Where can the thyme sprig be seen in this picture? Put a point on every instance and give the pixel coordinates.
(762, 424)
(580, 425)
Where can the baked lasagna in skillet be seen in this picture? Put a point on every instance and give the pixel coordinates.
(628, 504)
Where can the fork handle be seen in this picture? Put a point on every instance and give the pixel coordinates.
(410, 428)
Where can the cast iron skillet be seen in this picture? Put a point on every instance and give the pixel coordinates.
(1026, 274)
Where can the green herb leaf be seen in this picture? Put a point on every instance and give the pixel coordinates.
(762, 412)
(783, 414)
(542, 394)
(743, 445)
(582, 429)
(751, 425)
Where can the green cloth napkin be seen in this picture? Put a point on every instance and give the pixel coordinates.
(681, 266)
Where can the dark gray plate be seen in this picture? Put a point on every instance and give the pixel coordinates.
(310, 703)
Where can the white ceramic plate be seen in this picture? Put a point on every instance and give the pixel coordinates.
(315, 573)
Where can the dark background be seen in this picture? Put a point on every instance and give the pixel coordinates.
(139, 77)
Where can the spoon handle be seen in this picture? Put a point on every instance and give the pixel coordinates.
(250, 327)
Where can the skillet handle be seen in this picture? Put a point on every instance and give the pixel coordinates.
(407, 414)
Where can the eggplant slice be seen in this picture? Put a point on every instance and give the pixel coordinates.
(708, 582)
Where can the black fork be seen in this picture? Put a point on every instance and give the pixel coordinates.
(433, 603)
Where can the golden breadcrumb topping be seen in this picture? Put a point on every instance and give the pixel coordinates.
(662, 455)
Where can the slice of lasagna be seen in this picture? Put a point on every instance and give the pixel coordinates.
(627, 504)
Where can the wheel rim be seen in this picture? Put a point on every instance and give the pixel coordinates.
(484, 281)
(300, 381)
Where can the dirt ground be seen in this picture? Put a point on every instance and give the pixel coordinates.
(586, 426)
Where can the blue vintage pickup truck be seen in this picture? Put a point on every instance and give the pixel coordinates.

[EXERCISE]
Give every entry in the listing above again, exactly as written.

[EXERCISE RESULT]
Where can the thyme sprig be seen in this picture? Put a point on every instance and give the pixel coordinates.
(762, 424)
(580, 425)
Where can the baked lasagna in skillet be seen in this picture? Put a point on every instance and give the pixel coordinates.
(628, 504)
Where can the fork handle be seen in this picture? Put a point on every instance and give the pixel coordinates.
(410, 428)
Where can the cast iron skillet be seen in this picture? Put a point on every instance and give the pixel coordinates.
(1026, 274)
Where can the green herb leaf be seen in this picture? Put a point on every instance and give the pixel coordinates.
(762, 412)
(783, 414)
(542, 394)
(743, 445)
(582, 429)
(751, 425)
Where can the green cloth napkin be seen in this picture? Put a point on every instance and give the pixel coordinates.
(681, 266)
Where can the dark gray plate be seen in this picture? Put a point on every instance and give the pixel coordinates.
(310, 703)
Where can the white ceramic plate be seen in this picture? Put a point on every instance and give the pixel coordinates.
(315, 573)
Where can the dark background be seen in this picture? Put a point on every instance and give the pixel coordinates.
(139, 77)
Where can the spoon handle be seen in this picture? Put a point on every instance and give the pixel coordinates.
(250, 327)
Where can the skillet handle be seen in this picture? Put a point on every instance and give the pixel coordinates.
(407, 414)
Where can the eggplant slice be seen in this picture? Put a point on every instance and give the pixel coordinates.
(708, 582)
Where can the black fork be seen in this picture? Put a point on every instance and give the pixel coordinates.
(433, 603)
Where can the golden breadcrumb topping be seen in this picture? Put a point on every instance and give the pixel coordinates.
(662, 455)
Where can the slice of lasagna be seen in this picture? Put a point on every instance and give the pixel coordinates.
(627, 504)
Where can the wheel rim be seen in this picture? Put a point on every instance and give the pixel coordinates.
(484, 281)
(300, 381)
Where can the dirt ground be seen in this picture? Put a point on every instance and give the pixel coordinates.
(586, 426)
Where can the blue vintage pickup truck be seen in this picture? Put a point on every instance and give the pixel coordinates.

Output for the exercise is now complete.